After a week on strike, employees at Camuzzi Gas Pampanea and Camuzzi Gas del Sur returned to work January 28 after a meeting the day before at the provincial Labor Ministry. Workers will continue to work until at least Thursday, February 3 while management and the union attempt to close the gap between their wage proposals.

The strike affected service to over 1.3 million customers from La Plata to Tierra del Fuego.

The salary dispute has been going on for over a month, with the union originally calling for a base monthly wage of 3,000 pesos (US$750) plus a scale by category of 1,500 to 1,700 pesos.

Carlos Soria, secretary general of the la Plata branch of the natural gas workers union, told reporters that the union has lowered its demands “as a gesture of goodwill, because we want to reach an agreement.”

US-based Sempra Energy and Camuzzi Argentina control the gas company through the Sodigas Pampeana consortium.

Grain port workers strike Argentine terminals

Port workers in Argentina’s northern Rosario terminals walked off the job on January 26 over pay issues. The workers, members of the CGT federation, are demanding a 5,000 peso (US$1,208) minimum monthly wage, which is equal to the wage soy-crushing workers recently wrested from crushing plants after a two-day strike in December.

The wage demands have been impelled by Argentina’s inflation rate, which has reached about 25 percent so far this year.

Argentina is the world’s largest exporter of soybeans and soy oil and meal, and the export of soy products accounts for about one fourth of the county’s export earnings, estimated to reach US$22 billion this year.

Workers at soy-crushing plants, while not officially on strike, have so far honored picket lines, slowing or halting production of soy products. The strike has spread upriver from Rosario to terminals in Timbues.

On January 28, exporters asked the government to intervene to get workers back on the job and impose compulsory talks. Exporters say they will not negotiate with the CGT, but only with individual unions.


Colombian coal miners vote for strike

On January 27, workers at the Cerrejon mining complex in Guajira voted overwhelming in favor of a walkout as negotiations for a new labor agreement have dragged on without results. The complex is north of the La Preciosa mine—where a January 26 explosion killed 21 mineworkers.

────

- [Exercise instructions] Extend the labor news report on strikes in Argentina and Colombia, picking up after its last sentence. The material after this text comes from an unrelated source.

────

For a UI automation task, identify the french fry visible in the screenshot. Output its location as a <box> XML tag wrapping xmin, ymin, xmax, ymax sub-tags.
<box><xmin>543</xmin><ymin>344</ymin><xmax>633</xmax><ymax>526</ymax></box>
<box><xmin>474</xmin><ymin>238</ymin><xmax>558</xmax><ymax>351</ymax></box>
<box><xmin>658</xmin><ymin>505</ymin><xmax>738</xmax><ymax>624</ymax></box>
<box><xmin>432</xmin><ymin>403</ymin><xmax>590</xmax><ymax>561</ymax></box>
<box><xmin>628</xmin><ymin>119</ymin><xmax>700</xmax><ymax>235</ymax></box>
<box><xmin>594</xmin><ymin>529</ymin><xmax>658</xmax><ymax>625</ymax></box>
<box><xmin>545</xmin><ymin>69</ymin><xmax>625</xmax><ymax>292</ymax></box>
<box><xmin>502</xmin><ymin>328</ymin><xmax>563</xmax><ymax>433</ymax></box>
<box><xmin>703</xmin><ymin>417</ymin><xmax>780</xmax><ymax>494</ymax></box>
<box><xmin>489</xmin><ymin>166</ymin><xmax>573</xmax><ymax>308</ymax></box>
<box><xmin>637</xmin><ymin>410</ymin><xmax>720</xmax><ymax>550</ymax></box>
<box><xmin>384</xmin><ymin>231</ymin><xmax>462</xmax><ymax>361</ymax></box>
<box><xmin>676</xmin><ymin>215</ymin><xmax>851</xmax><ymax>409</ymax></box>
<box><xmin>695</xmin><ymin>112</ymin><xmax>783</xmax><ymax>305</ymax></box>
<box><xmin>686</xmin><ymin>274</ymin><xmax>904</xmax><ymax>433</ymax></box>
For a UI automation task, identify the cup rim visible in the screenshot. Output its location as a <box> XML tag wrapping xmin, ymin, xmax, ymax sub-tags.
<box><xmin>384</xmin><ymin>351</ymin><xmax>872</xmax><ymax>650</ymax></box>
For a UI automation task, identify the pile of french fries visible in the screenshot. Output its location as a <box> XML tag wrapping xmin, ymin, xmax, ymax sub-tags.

────

- [Output of the exercise]
According to a Reuters report, under Colombia’s repressive labor laws, workers “are not allowed to stage a walkout in the first two days after a vote, nor on the last day of a mandatory 10-day period. After that, workers would need to take another strike vote. The union will hold a meeting on Saturday to ratify the strike vote, but it will be a syndicate committee that will decide on the timing of any walkout—which can only happen between Jan. 30 and Feb. 6.”

The main issues in dispute are a salary increase—with the union counterpoising a nine percent raise to 9 percent to management’s 6 percent proposal—a signing bonus and other bonuses for meeting production targets.

Cerrejon, which is jointly owned by mining giants Xstrata PLC, Anglo American PLC and BHP Billiton, is Colombia’s largest mining company, accounting for about one third of total coal production and export.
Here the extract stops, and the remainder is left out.